BEGIN
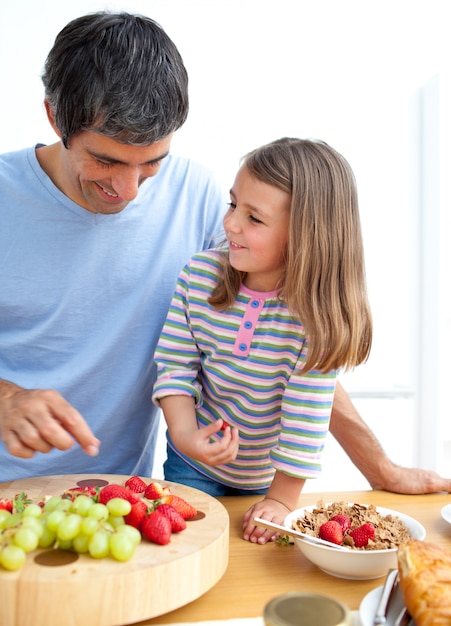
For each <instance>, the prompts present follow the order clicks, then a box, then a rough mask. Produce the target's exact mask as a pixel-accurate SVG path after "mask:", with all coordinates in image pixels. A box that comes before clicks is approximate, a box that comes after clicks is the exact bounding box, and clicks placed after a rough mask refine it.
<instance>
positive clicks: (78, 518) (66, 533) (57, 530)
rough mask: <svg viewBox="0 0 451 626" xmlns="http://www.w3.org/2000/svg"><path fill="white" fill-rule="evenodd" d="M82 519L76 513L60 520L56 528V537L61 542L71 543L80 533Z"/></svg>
mask: <svg viewBox="0 0 451 626" xmlns="http://www.w3.org/2000/svg"><path fill="white" fill-rule="evenodd" d="M81 522H82V517H81V516H80V515H77V514H76V513H70V514H69V515H66V517H65V518H64V519H63V520H61V523H60V525H59V526H58V528H57V531H56V536H57V537H58V539H59V540H61V541H71V540H72V539H74V537H76V536H77V535H78V533H79V532H80V526H81Z"/></svg>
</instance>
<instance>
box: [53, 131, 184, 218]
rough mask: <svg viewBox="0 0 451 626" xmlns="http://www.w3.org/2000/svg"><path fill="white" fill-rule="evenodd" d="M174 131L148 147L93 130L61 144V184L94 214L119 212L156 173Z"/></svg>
mask: <svg viewBox="0 0 451 626" xmlns="http://www.w3.org/2000/svg"><path fill="white" fill-rule="evenodd" d="M171 140H172V134H171V135H169V136H168V137H165V138H164V139H162V140H160V141H157V142H155V143H153V144H150V145H148V146H131V145H127V144H123V143H119V142H117V141H115V140H114V139H111V138H109V137H105V136H104V135H99V134H97V133H94V132H92V131H85V132H82V133H80V134H78V135H76V136H74V137H71V138H70V141H69V148H65V147H64V146H63V144H62V143H61V154H60V156H61V162H60V164H59V167H58V180H57V184H58V186H59V187H60V189H61V191H62V192H63V193H65V194H66V195H67V196H68V197H69V198H71V200H73V201H74V202H76V203H77V204H79V205H80V206H82V207H84V208H85V209H87V210H88V211H92V212H93V213H103V214H111V213H119V212H120V211H122V210H123V209H125V207H126V206H127V204H128V203H129V202H130V201H131V200H133V199H134V198H135V197H136V195H137V194H138V188H139V186H140V185H141V184H142V183H143V182H144V181H145V180H146V179H147V178H149V177H151V176H155V175H156V174H157V173H158V170H159V169H160V166H161V162H162V160H163V159H164V158H165V157H166V156H167V155H168V153H169V148H170V144H171Z"/></svg>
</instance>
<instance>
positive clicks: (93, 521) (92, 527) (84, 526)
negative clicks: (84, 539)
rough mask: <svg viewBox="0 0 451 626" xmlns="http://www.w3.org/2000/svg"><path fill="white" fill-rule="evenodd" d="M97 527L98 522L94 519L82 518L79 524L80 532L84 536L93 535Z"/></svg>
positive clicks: (90, 518) (97, 528)
mask: <svg viewBox="0 0 451 626" xmlns="http://www.w3.org/2000/svg"><path fill="white" fill-rule="evenodd" d="M99 527H100V524H99V520H97V519H95V517H84V518H83V520H82V522H81V526H80V531H81V532H82V533H84V534H85V535H93V534H94V533H95V532H96V530H98V529H99Z"/></svg>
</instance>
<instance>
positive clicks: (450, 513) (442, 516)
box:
END
§ WHAT THE EXERCISE ASKS: From the opening line of the entries above to the line containing "negative clicks: (84, 539)", please transcribe each line exactly, skipping every picture.

§ RESULT FOR THIS EXERCISE:
For each <instance>, the prompts present follow the order clicks, then a box, then a rough mask. Produce the target's exact mask as a pixel-accurate SVG path after "mask:", with all coordinates in image pixels. A box that comes before clicks is approximate, a box that comes after clicks is the exact bounding box, and clicks placed after a rough mask refine it.
<instance>
positive clicks: (78, 518) (66, 533) (57, 530)
rough mask: <svg viewBox="0 0 451 626" xmlns="http://www.w3.org/2000/svg"><path fill="white" fill-rule="evenodd" d="M82 519L76 513L60 520L56 528V537L61 542L71 543L80 533Z"/></svg>
mask: <svg viewBox="0 0 451 626" xmlns="http://www.w3.org/2000/svg"><path fill="white" fill-rule="evenodd" d="M81 522H82V517H81V516H80V515H77V514H76V513H70V514H69V515H66V517H65V518H64V519H63V520H61V523H60V525H59V526H58V528H57V531H56V536H57V537H58V539H59V540H61V541H71V540H72V539H74V537H76V536H77V535H78V533H79V532H80V526H81Z"/></svg>
</instance>
<instance>
box: [53, 131, 184, 218]
rough mask: <svg viewBox="0 0 451 626" xmlns="http://www.w3.org/2000/svg"><path fill="white" fill-rule="evenodd" d="M174 131L148 147L93 130L61 144V184L94 214L119 212L156 173Z"/></svg>
mask: <svg viewBox="0 0 451 626" xmlns="http://www.w3.org/2000/svg"><path fill="white" fill-rule="evenodd" d="M171 140H172V134H171V135H169V136H168V137H165V138H164V139H162V140H160V141H157V142H155V143H153V144H150V145H148V146H131V145H127V144H123V143H119V142H117V141H115V140H114V139H111V138H109V137H105V136H104V135H99V134H97V133H94V132H92V131H85V132H82V133H80V134H78V135H76V136H74V137H71V138H70V141H69V148H65V147H64V146H63V144H62V143H61V154H60V156H61V162H60V164H59V167H58V180H57V184H58V186H59V187H60V189H61V191H62V192H63V193H65V194H66V195H67V196H68V197H69V198H71V200H73V201H74V202H76V203H77V204H79V205H80V206H82V207H84V208H85V209H87V210H88V211H92V212H93V213H103V214H111V213H119V212H120V211H122V210H123V209H125V207H126V206H127V204H128V203H129V202H130V201H131V200H133V199H134V198H135V197H136V195H137V194H138V188H139V186H140V185H141V184H142V183H143V182H144V181H145V180H146V179H147V178H149V177H151V176H155V175H156V174H157V173H158V170H159V169H160V166H161V162H162V160H163V159H164V158H165V157H166V156H167V155H168V153H169V148H170V144H171Z"/></svg>
</instance>
<instance>
positive clicks: (93, 521) (92, 527) (84, 526)
negative clicks: (84, 539)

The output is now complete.